◆ Selected excerpt

┌──

But can we hone down on the topic of book reviews?


As an introvert, I enjoy writing a whole lot more than talking about my writing. Even more awkward is asking for reviews. That’s about as pleasant as learning I need a root canal.


Yet with millions of new books coming out each year, writers need reviews. Algorithms, baby. Algorithms. But readers benefit from thoughtful reviews, too. Some things to consider:


What do readers get from book reviews?


Book reviews can help link like-minded readers to books they’re more likely to enjoy.

               

Writing reviews gives readers a voice. (Fingers crossed for a thoughtful, not hate-filled voice.)

               

Reading reviews can save readers time in making an informed decision on what to read next. (Why pick up a rom-com if you prefer literary historical fiction?)

               

Writing a review provides a way for a reader to support a writer without spending a dime. Sometimes I write reviews on books I got on loan from the library or as gifts. It’s my way of being a good literary citizen and saying “thank you” to the writer.


What do authors get from book reviews?


Book reviews (yikes! – even the negative ones) can help an author get noticed. Of course, positive reviews can boost a writer’s self-confidence and creativity.


Reviews can help a writer know what resonates about their work with readers.


Reviews lend to an author’s credibility.


Authors are businesspeople. Whether just starting out or having already achieved bestseller status, they need reviews to drive sales. This applies to traditionally and self-published authors in hardback, paperback, audiobook, and/or eBook. In this digital world, reviews drive sales.


So…what exactly is a book review?

               

A review is not a master’s thesis or a synopsis. It can be short, as in one sentence. I loved this book! Of course, a little more depth can make a review more meaningful to others.


I came across a three-sentence review formula and tested it out with the delightful NEENA LEE IS SEEING THINGS by Sheila Athens. (I shared a longer review of this in my April 2024 newsletter.)


Sentence One: Recap of story and genre.

 

Meet Neena Lee, a travel writer who’s approached for help by the ghost of JFK Jr. in this blend of contemporary fiction sprinkled with history and magical realism…and a pinch of romance.


Sentence Two: Share three to five things you liked about the book.


I enjoyed (1) how fifty-something Neena Lee overcomes grief and anxiety and agism by pushing beyond her comfort zones, (2) the charming ghost story, (3) the lush descriptions of Cumberland Island, (4) reliving parts of history through a fictional character’s eyes.


Sentence Three: Tell who else might like the book (in general terms) or perhaps share a comparable title.


If you enjoy fiction about characters confronting personal demons, rising above difficult times, and learning the art of self-forgiveness, this one’s for you.

└──

◆ Raw records
┌──

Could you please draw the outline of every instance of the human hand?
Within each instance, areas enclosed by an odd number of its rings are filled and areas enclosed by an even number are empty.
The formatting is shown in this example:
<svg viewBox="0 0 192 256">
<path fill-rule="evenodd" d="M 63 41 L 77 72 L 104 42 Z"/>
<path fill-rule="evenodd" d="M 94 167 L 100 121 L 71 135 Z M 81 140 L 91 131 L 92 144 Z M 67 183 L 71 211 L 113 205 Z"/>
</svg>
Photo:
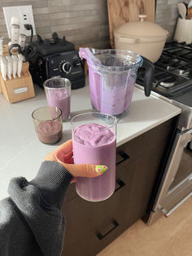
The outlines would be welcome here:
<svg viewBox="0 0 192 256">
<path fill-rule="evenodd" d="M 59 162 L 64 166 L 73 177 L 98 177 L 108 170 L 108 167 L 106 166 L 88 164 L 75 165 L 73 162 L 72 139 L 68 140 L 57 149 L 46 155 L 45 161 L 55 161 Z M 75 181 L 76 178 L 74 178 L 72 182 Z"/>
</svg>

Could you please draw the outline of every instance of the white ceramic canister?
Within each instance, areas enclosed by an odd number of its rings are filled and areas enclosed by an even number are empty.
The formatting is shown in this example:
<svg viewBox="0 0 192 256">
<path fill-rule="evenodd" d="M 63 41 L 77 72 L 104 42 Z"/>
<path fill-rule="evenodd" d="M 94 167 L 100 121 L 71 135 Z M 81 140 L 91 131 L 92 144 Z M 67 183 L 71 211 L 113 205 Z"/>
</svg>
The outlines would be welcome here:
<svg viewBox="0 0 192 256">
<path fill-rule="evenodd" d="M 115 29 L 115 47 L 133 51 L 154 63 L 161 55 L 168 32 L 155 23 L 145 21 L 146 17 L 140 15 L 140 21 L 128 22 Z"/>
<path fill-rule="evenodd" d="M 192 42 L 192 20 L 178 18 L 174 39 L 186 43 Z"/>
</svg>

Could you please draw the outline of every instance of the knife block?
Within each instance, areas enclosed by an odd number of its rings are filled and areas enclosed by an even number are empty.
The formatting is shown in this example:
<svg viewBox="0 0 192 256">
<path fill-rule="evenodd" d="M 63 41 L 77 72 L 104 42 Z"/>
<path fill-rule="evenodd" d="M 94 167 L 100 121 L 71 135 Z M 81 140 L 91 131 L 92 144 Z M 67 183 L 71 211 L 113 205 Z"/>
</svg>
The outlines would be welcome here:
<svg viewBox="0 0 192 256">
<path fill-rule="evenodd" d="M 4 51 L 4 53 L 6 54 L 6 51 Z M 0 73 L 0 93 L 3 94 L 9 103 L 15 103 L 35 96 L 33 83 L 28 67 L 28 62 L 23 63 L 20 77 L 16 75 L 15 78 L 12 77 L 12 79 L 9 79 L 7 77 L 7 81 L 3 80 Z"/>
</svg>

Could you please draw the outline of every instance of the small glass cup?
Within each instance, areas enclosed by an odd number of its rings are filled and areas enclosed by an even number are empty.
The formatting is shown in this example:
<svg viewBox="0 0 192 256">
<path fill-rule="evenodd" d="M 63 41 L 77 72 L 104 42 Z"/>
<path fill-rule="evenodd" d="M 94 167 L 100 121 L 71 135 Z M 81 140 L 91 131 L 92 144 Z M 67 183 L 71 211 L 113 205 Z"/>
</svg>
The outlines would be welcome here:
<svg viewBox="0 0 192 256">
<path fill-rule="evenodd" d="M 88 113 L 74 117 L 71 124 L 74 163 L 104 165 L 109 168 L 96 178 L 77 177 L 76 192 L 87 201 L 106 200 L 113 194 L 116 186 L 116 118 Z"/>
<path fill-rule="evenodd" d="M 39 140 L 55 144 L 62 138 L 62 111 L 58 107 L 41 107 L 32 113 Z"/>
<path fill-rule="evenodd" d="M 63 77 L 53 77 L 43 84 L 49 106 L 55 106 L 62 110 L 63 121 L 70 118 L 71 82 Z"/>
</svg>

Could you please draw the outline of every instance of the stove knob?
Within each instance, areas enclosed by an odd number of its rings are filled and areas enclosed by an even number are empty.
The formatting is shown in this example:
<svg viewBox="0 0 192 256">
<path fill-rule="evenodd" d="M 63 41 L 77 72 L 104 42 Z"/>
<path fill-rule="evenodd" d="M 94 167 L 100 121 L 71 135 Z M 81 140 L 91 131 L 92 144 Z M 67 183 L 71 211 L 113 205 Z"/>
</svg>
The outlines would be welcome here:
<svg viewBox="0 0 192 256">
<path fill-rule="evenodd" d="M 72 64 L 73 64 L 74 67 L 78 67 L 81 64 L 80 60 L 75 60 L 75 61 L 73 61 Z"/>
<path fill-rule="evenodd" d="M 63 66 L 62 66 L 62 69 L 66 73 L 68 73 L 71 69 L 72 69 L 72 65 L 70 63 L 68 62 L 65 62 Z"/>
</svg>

└──

◆ List of tasks
1: Repeat the part of the book reviews passage starting with "Reviews can help a" and going on through "meaningful to others.".
2: In the book reviews passage, what is Sentence Two of the three-sentence review formula supposed to do?

◆ Solved problems
1:
Reviews can help a writer know what resonates about their work with readers.


Reviews lend to an author’s credibility.


Authors are businesspeople. Whether just starting out or having already achieved bestseller status, they need reviews to drive sales. This applies to traditionally and self-published authors in hardback, paperback, audiobook, and/or eBook. In this digital world, reviews drive sales.


So…what exactly is a book review?

               

A review is not a master’s thesis or a synopsis. It can be short, as in one sentence. I loved this book! Of course, a little more depth can make a review more meaningful to others.

2: Share three to five things you liked about the book.